## Reading passage:
● ● ● ● ● ● ●
# Fluval Plant 3.0 settings help.



## Swim Shady (15 May 2022)

I originally posted this is the general section but thought it was more suited to this section.

Hi guys and girls
Im new to the whole planted tank world of aquariums but am throughly enjoying it so far. 
I have been running my tank now for approx 8 months but over the last few weeks I have re-scaped it and upgraded a few things (light, Co2, new plants + substrate) so I thought it was about time I joined this site and shared my tank.
I've got myself a copy of Aquascaping by George Farmer and its been a fasinating and educational read and I paid a recent visit to Aquarium Gardens who have helped me massively.
I'd love to hear peoples views be it good or bad and would be grateful if you could maybe answer a few questions (at the bottom) or point me in the right direction.

Heres what I am running so far - 
*Equipment - *
Fluval Spec 60l (L56 xW 29 x H45 cm)
Fluval Plant 3.0 (just uprgaded from the aquasky 2.0) 8hrs photoperiod per day with 1/2hr ramp up and down
Aquamanta EFX200 external filter (800l p/h) with spray bar spraying from left side of tank.
● ● ● ● ● ● ●
## Provided data:
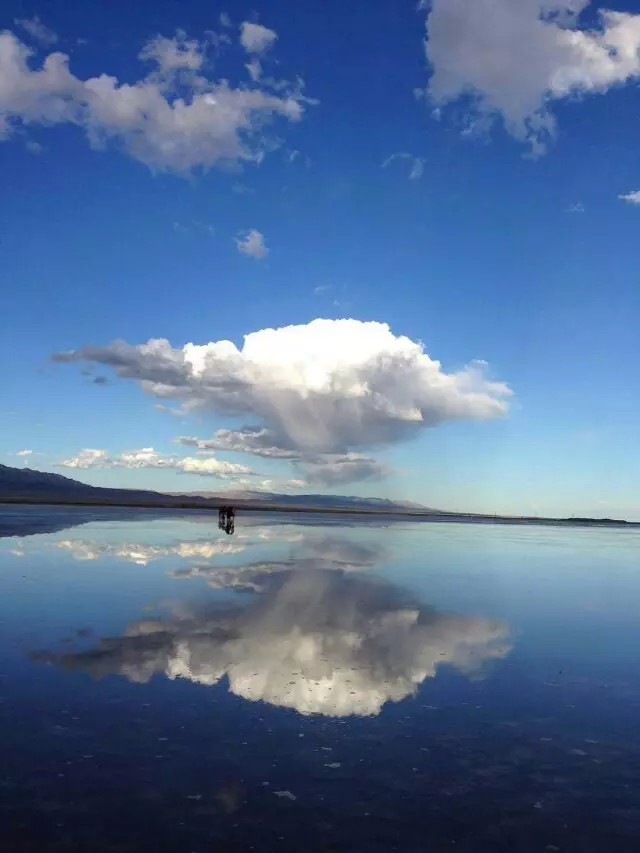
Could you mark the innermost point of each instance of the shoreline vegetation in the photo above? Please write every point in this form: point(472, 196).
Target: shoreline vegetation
point(213, 505)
● ● ● ● ● ● ●
## Written instruction 1:
In the forum post on Fluval Plant 3.0 settings, what photoperiod does the poster run on the light?
## Written instruction 2:
Using the forum post on Fluval Plant 3.0 settings, explain why the poster felt it was time to join the site and share the tank.
## Written instruction 3:
Continue the forum post on Fluval Plant 3.0 settings from the point where it stops.

## Final result 1:
Eight hours per day, with a half-hour ramp up and a half-hour ramp down.

## Final result 2:
Over the previous few weeks the poster had re-scaped the tank and upgraded several things: the light, the CO2, the plants and the substrate. After these changes, the poster felt it was about time to join and share the tank.

## Final result 3:
Aquael Ultra 100w heater set to 23c
Fluval inline UVC clarifier
C02 Arts Pro SE dual stage regulator with solenoid
C02 Art inline diffuser
C02 Art drop checker

*Substrate -*
Tropica Aquarium soil approx 3l
Aquarium river sand

*Flora & Fauna - *
Ludwigia sp. mini super red
Hydrocotyle tripartita
Eleocharis acicularis mini
Eleocharis parvula
Lilaeopsis brasiliensis
Cryptocoryne bullosa
Cryptocoryne balansae
Micranthemum monte carlo
Hyrophila guanensis
Microsorium pteropus
Anubias barteri
Vesicularia dubyanan
Chladoflora

Harlequin rasbora - x4
Hengali rasbora - x3
Sissortail rasbora x3
Hillstream loach x3
Kuhli loach x3
Sparkling Gourami x4
Amano shrimp x4
I'm overstocked for sure but my larger capactiy filter seems to keep the water parameters in check.

*Fertilizer -*
Co2 injection through inline diffuser at 2 bps using the spray bar to mist around the entire aquarium - set on a timer to come on 1hr before lights on and turn of 1hr before lights out.
The 2hr Aquarist APT 3 complete - 2ml daily
Easylife Easycarbo - 1.2ml daily

This is my first tank for about 25yrs so its very much a learning curve again but my aim is to upgrade at some point to a new tank with a capacity of approx 200/250 litres.
I would be grateful if someone in the know could work out the best light settings for this setup using my fluval plant 3.0. I had a good setup with the aquasky 2.0 but the plant 3.0 is more powerfull at 22w and has a different spectrum.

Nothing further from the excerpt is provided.